_Source text:_
Start

Grand Prix Union Dortmund

Race details
- Date: May, June, August, September
- Region: North Rhine-Westphalia, Germany
- English name: GP Union Dortmund
- Local name(s): Großer Preis der Dortmunder Union-Brauerei (in German)
- Discipline: Road
- Competition: Cat. 1.1
- Type: One-day race

History
- First edition: 1962
- Editions: 23
- Final edition: 1984
- First winner: Piet Damen (NED)
- Most wins: Eddy Merckx (BEL); Theo De Rooij (NED); (2 wins)
- Final winner: Gérard Velscholten (NED)

= GP Union Dortmund =

German cycling race

The Grand Prix Union Dortmund was a German cycling race organized for the last time in 1984.

The course was between 130 and 172 km, with Dortmund as both start and finish place.

End

_Job a:_ Pick out and copy every line of the entries that contains the string "target".

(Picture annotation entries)
Start

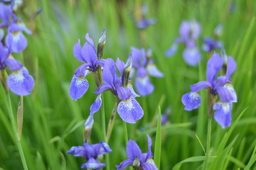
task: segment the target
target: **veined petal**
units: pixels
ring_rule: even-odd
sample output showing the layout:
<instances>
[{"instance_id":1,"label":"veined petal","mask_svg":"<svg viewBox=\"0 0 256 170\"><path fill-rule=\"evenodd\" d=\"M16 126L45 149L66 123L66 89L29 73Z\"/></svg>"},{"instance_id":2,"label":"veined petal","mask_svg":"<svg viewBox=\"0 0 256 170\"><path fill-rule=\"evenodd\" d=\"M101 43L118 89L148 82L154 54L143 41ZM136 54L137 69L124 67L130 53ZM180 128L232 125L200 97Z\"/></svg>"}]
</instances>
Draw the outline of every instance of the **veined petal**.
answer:
<instances>
[{"instance_id":1,"label":"veined petal","mask_svg":"<svg viewBox=\"0 0 256 170\"><path fill-rule=\"evenodd\" d=\"M86 63L82 65L80 65L75 72L75 75L76 76L86 76L86 75L90 72L89 70L87 70L87 67L90 66L90 64ZM88 72L89 71L89 72Z\"/></svg>"},{"instance_id":2,"label":"veined petal","mask_svg":"<svg viewBox=\"0 0 256 170\"><path fill-rule=\"evenodd\" d=\"M230 100L230 101L236 103L238 101L238 97L237 97L236 93L235 91L234 87L232 85L232 84L227 83L224 85L224 87L226 88L230 91L230 93L232 96L232 98L233 98L233 100Z\"/></svg>"},{"instance_id":3,"label":"veined petal","mask_svg":"<svg viewBox=\"0 0 256 170\"><path fill-rule=\"evenodd\" d=\"M224 102L235 101L232 92L228 89L223 86L218 86L216 88L216 90L218 91L218 94L220 96L220 101Z\"/></svg>"},{"instance_id":4,"label":"veined petal","mask_svg":"<svg viewBox=\"0 0 256 170\"><path fill-rule=\"evenodd\" d=\"M85 42L82 46L81 52L82 57L87 62L90 62L92 64L97 60L94 47L90 45L87 42Z\"/></svg>"},{"instance_id":5,"label":"veined petal","mask_svg":"<svg viewBox=\"0 0 256 170\"><path fill-rule=\"evenodd\" d=\"M197 48L186 48L183 52L183 57L191 66L197 66L201 60L201 55Z\"/></svg>"},{"instance_id":6,"label":"veined petal","mask_svg":"<svg viewBox=\"0 0 256 170\"><path fill-rule=\"evenodd\" d=\"M7 79L7 84L10 89L19 96L26 96L35 84L33 77L29 75L26 67L14 71Z\"/></svg>"},{"instance_id":7,"label":"veined petal","mask_svg":"<svg viewBox=\"0 0 256 170\"><path fill-rule=\"evenodd\" d=\"M86 62L85 59L82 55L82 47L80 45L80 41L78 39L78 42L76 42L73 47L73 55L78 60Z\"/></svg>"},{"instance_id":8,"label":"veined petal","mask_svg":"<svg viewBox=\"0 0 256 170\"><path fill-rule=\"evenodd\" d=\"M99 169L103 168L106 166L105 164L100 163L97 160L91 157L88 159L87 162L85 164L82 164L81 168L87 168L91 169Z\"/></svg>"},{"instance_id":9,"label":"veined petal","mask_svg":"<svg viewBox=\"0 0 256 170\"><path fill-rule=\"evenodd\" d=\"M236 69L236 63L235 60L231 57L228 57L228 65L227 65L227 78L229 79L232 74L235 72Z\"/></svg>"},{"instance_id":10,"label":"veined petal","mask_svg":"<svg viewBox=\"0 0 256 170\"><path fill-rule=\"evenodd\" d=\"M163 77L164 74L160 72L156 67L156 65L152 63L149 62L146 66L146 71L149 74L149 75L155 77Z\"/></svg>"},{"instance_id":11,"label":"veined petal","mask_svg":"<svg viewBox=\"0 0 256 170\"><path fill-rule=\"evenodd\" d=\"M127 159L125 160L122 162L121 162L120 164L119 165L116 165L116 168L117 169L117 170L122 170L125 169L126 167L127 167L129 165L132 165L133 161L130 160L130 159Z\"/></svg>"},{"instance_id":12,"label":"veined petal","mask_svg":"<svg viewBox=\"0 0 256 170\"><path fill-rule=\"evenodd\" d=\"M164 55L166 57L171 57L173 56L177 51L178 45L176 44L174 44L171 46L169 49L165 51Z\"/></svg>"},{"instance_id":13,"label":"veined petal","mask_svg":"<svg viewBox=\"0 0 256 170\"><path fill-rule=\"evenodd\" d=\"M210 84L206 81L202 81L197 84L191 85L191 89L193 92L198 92L203 88L211 87Z\"/></svg>"},{"instance_id":14,"label":"veined petal","mask_svg":"<svg viewBox=\"0 0 256 170\"><path fill-rule=\"evenodd\" d=\"M22 64L14 57L9 57L4 60L4 64L8 65L12 71L21 69L23 66Z\"/></svg>"},{"instance_id":15,"label":"veined petal","mask_svg":"<svg viewBox=\"0 0 256 170\"><path fill-rule=\"evenodd\" d=\"M123 86L118 87L117 91L119 98L122 101L129 99L132 95L128 89Z\"/></svg>"},{"instance_id":16,"label":"veined petal","mask_svg":"<svg viewBox=\"0 0 256 170\"><path fill-rule=\"evenodd\" d=\"M185 106L186 110L192 110L201 105L201 98L196 92L189 92L182 96L182 103Z\"/></svg>"},{"instance_id":17,"label":"veined petal","mask_svg":"<svg viewBox=\"0 0 256 170\"><path fill-rule=\"evenodd\" d=\"M9 33L6 38L6 44L7 45L11 44L13 52L21 52L27 47L28 42L22 32L18 31L14 33Z\"/></svg>"},{"instance_id":18,"label":"veined petal","mask_svg":"<svg viewBox=\"0 0 256 170\"><path fill-rule=\"evenodd\" d=\"M84 76L73 76L72 78L69 94L70 96L75 101L81 98L89 87L88 81Z\"/></svg>"},{"instance_id":19,"label":"veined petal","mask_svg":"<svg viewBox=\"0 0 256 170\"><path fill-rule=\"evenodd\" d=\"M214 118L222 128L228 127L231 124L232 103L217 102L213 106L216 110L214 113Z\"/></svg>"},{"instance_id":20,"label":"veined petal","mask_svg":"<svg viewBox=\"0 0 256 170\"><path fill-rule=\"evenodd\" d=\"M150 82L149 76L137 77L135 79L135 86L137 91L142 96L151 94L154 89L154 86Z\"/></svg>"},{"instance_id":21,"label":"veined petal","mask_svg":"<svg viewBox=\"0 0 256 170\"><path fill-rule=\"evenodd\" d=\"M120 118L127 123L135 123L141 119L144 111L134 98L121 101L117 106L117 112Z\"/></svg>"},{"instance_id":22,"label":"veined petal","mask_svg":"<svg viewBox=\"0 0 256 170\"><path fill-rule=\"evenodd\" d=\"M93 103L90 106L90 114L94 114L95 113L97 112L100 108L101 104L102 104L102 98L101 98L101 94L100 94L97 96L97 97L96 98L96 100L95 101L95 102L93 102Z\"/></svg>"},{"instance_id":23,"label":"veined petal","mask_svg":"<svg viewBox=\"0 0 256 170\"><path fill-rule=\"evenodd\" d=\"M127 154L130 160L134 161L137 157L139 159L142 152L138 144L134 141L129 140L127 146Z\"/></svg>"}]
</instances>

End

_Job b:_ Please rewrite the paragraph in the race profile that begins "The course was between" as a shorter version that keeps its main facts.

_Correct answer a:_
task: segment the target
target: **veined petal**

_Correct answer b:_ Course length ranged from 130 to 172 km, starting and finishing in Dortmund.